→ RAW RECORDS:
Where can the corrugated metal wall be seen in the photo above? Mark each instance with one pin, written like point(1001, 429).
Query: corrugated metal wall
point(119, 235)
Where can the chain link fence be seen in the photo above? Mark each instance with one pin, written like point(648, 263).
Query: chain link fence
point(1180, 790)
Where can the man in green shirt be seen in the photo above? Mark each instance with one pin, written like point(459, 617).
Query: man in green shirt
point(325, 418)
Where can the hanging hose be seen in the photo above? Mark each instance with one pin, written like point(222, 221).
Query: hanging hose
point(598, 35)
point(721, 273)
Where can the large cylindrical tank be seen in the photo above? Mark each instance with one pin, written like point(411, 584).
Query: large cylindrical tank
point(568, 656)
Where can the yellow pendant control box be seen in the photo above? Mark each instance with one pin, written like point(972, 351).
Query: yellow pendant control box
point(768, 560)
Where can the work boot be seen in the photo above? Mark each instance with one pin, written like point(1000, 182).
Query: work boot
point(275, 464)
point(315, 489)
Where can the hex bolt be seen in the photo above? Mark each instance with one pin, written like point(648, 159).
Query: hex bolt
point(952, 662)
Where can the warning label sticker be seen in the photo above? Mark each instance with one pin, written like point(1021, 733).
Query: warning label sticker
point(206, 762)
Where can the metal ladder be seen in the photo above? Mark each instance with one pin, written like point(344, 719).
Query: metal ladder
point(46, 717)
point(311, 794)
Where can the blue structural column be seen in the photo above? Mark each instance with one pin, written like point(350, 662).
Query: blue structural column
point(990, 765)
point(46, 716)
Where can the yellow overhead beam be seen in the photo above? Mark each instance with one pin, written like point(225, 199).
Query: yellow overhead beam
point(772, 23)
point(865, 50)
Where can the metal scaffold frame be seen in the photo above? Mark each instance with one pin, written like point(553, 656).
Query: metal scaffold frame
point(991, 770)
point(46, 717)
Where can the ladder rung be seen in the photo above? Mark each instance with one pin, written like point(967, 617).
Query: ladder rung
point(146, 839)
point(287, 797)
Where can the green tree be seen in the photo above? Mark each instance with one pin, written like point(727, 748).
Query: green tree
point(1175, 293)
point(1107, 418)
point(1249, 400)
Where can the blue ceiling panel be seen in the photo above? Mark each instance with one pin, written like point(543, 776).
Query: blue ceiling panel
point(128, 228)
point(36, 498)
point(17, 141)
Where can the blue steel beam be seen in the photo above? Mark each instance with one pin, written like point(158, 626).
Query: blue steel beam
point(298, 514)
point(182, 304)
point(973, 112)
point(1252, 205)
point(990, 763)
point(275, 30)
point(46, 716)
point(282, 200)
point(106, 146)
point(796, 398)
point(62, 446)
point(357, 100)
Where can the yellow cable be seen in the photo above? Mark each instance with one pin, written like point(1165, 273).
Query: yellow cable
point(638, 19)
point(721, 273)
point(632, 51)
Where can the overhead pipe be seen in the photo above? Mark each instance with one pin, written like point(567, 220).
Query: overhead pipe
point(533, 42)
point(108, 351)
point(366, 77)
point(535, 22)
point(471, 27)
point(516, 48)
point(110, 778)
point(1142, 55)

→ WHAT YOU ARE ASKED TO DO: Please rewrite all the records above, putting "one marker" in place of "one pin" and leaving everything else unchanged.

→ THE SOLUTION:
Where can the corrugated metal wall be seen in the photo above? Mark each instance with one marker, written like point(1001, 429).
Query: corrugated metal wall
point(119, 235)
Where can the chain link fence be seen in the photo above? Mark each instance with one marker, written like point(648, 263).
Query: chain link fence
point(1180, 790)
Where can the man in green shirt be seen in the photo above? Mark each instance with one marker, written like point(459, 617).
Query: man in green shirt
point(325, 418)
Where can the hanging hose be seen in the photo above? Mark each instance with one marker, written like point(222, 221).
Query: hanging hose
point(598, 35)
point(721, 273)
Where can the large cylindrical tank be seen in the photo above? Mark each instance with one marker, written like point(411, 584).
Query: large cylindrical tank
point(568, 656)
Where can the yellow pendant control box be seen in the photo above? Mark each instance with one marker, written like point(972, 351).
Query: yellow pendant control box
point(768, 560)
Where can the work boot be seen in the photo above? Mark each instance with one marker, written like point(1000, 182).
Query: work boot
point(275, 464)
point(315, 489)
Where can the hex bolt be seen in the photo above? Mark each instance with one marker, written like point(648, 159).
Query: hex bolt
point(952, 662)
Where can the warning label sticker be seen in the photo above? Mark each instance with one marker, written like point(1021, 733).
Query: warning label sticker
point(206, 762)
Where can the metal ladder be seen in the photo above? Mark each instance with one marker, written like point(344, 719).
Query: metal ladder
point(46, 717)
point(311, 794)
Where can the blue structural column be seen in the photo above? Mark each instance with one marker, written like point(350, 662).
Query: blue structural column
point(990, 765)
point(46, 716)
Where can the yellow overhead beam be seen in the photo above? Mark each instance with one marker, written like point(225, 199).
Query: yellow overhead beam
point(772, 23)
point(865, 50)
Where can the metal scaffold frame be seen in the photo above? Mark each instance with one marker, written like point(553, 656).
Query: metal scaffold frame
point(991, 770)
point(46, 717)
Where can the ladder rung be seen in the photo above? Mark each instance with one marker, written like point(967, 617).
Query: ladder rung
point(146, 839)
point(287, 797)
Where can the green tree be seen in the photo above? Mark each instance with one marker, written like point(727, 748).
Query: green tree
point(1175, 293)
point(1107, 418)
point(1249, 400)
Where can the blue ceiling panel be seen in the photo above? Mark each instance with one marker, written like point(543, 776).
Query: blue ceiling panel
point(128, 228)
point(36, 498)
point(17, 141)
Where can the blue steel beam be seen in the photo above? Mark each instance with one marker, written like point(158, 626).
Query: blue steel beam
point(298, 514)
point(182, 304)
point(973, 112)
point(1252, 205)
point(990, 763)
point(275, 30)
point(46, 716)
point(282, 200)
point(106, 146)
point(796, 398)
point(62, 446)
point(357, 100)
Where can the yellow cable be seen in the photo above? Mark each instance with one marker, written like point(1165, 273).
Query: yellow cable
point(638, 19)
point(721, 273)
point(632, 51)
Where can the overhead pipe be seen in the photo above? Mark each instance with one marker, written like point(567, 220).
Query: overhead pipe
point(533, 42)
point(108, 351)
point(366, 77)
point(535, 22)
point(471, 27)
point(516, 48)
point(110, 778)
point(1142, 55)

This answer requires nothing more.